Ces dévoilements sont des facteurs majeurs d’accélération de la crise systémique globale, dans sa phase actuelle.

Il me parait dès lors indispensable non pas d’abandonner la stratégie multilatérale de réforme du système monétaire international, mais de la compléter rapidement par une autre initiative du groupe Euro-BRICS. Cette initiative se dessine dans la logique actuellement à l’œuvre de dislocation géopolitique mondiale, et je la nomme Initiative Multipolaire de Résilience Stratégique. Son but est de limiter les effets de la guerre monétaire, et de venir compléter l’utilisation des nombreux nouveaux swaps bilatéraux.

Notre proposition consiste à développer ou créer des Régions Administratives Spéciales pour chaque pays du groupe Euro-BRICS. Ces Régions seraient dédiées aux flux de marchandises échangés par chaque pays du groupe Euro-BRICS avec les Etats-Unis et le Japon, à l’image du statut existant pour Hong-Kong ou Macao. L’inclusion du Royaume-Uni dans cette liste de partenaires commerciaux spéciaux pourrait s’étudier également, mais le processus est rendu beaucoup plus long et incertain pour la zone Euro à cause de l’existence des traités européens. Une éventuelle sortie volontaire de l’EU27 par le Royaume-Uni remettrait à l’étude son inclusion dans cette liste.

Les pays Euro-BRICS n’effectueraient plus de paiements ou de vente de marchandises directement avec les Etats-Unis et le Japon ; Un transfert et une refacturation seraient obligatoirement effectués dans les Régions Administratives Spéciales (RAS). L’idée serait alors de pouvoir utiliser dans ces Régions une monnaie différente des monnaies des pays Euro-BRICS, de la même façon que le dollar de Hong-Kong n’est pas le Yuan ou le Renminbi. Précisons que nous nous intéressons pour l’instant seulement aux flux physiques, c’est-à-dire à la plus grande part de l’économie réelle. Les monnaies actuelles resteraient convertibles sur le marché mondial. Ces Régions Administratives Spéciales concentreraient le risque lié au commerce avec des pays présentant des fluctuations de taux d’échange des devises trop élevées. Les pays Euro-BRICS seraient en mesure de réguler à leur guise le taux de change entre leur devise et celle en vigueur au sein de leur propre RAS. Ces RAS seraient développées ou créées autour des ports principaux actuellement utilisés pour les échanges avec les USA et le Japon. L’installation d’activités financières non strictement indispensables (fonds privés…) y serait découragée.

Extrait de données:

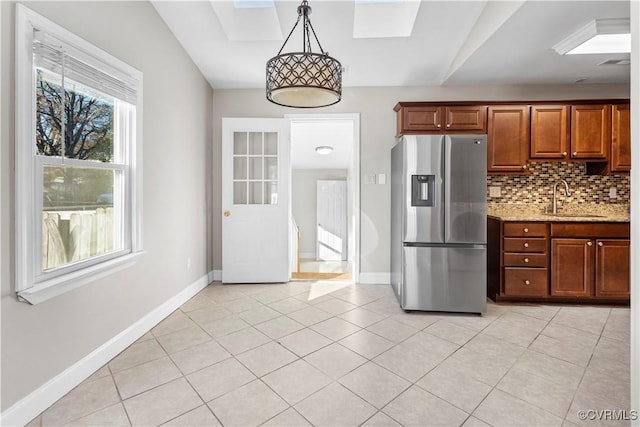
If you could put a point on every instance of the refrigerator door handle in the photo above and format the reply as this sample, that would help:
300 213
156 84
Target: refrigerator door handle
446 171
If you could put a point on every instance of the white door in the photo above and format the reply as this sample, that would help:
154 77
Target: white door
255 200
331 220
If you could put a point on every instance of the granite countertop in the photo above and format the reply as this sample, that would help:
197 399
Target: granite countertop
572 212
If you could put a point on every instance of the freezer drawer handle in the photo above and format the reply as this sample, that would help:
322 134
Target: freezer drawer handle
423 190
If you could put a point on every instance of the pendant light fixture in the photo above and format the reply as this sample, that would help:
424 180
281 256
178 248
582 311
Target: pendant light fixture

Vos tâches:
A. Relevez toutes les monnaies désignées par leur nom dans le texte à lire.
B. Recopiez fidèlement le passage du texte à lire de « Ces dévoilements sont » à « nouveaux swaps bilatéraux. ».

Réponses par tâche:
A. dollar de Hong-Kong, Yuan, Renminbi

B.
Ces dévoilements sont des facteurs majeurs d’accélération de la crise systémique globale, dans sa phase actuelle.

Il me parait dès lors indispensable non pas d’abandonner la stratégie multilatérale de réforme du système monétaire international, mais de la compléter rapidement par une autre initiative du groupe Euro-BRICS. Cette initiative se dessine dans la logique actuellement à l’œuvre de dislocation géopolitique mondiale, et je la nomme Initiative Multipolaire de Résilience Stratégique. Son but est de limiter les effets de la guerre monétaire, et de venir compléter l’utilisation des nombreux nouveaux swaps bilatéraux.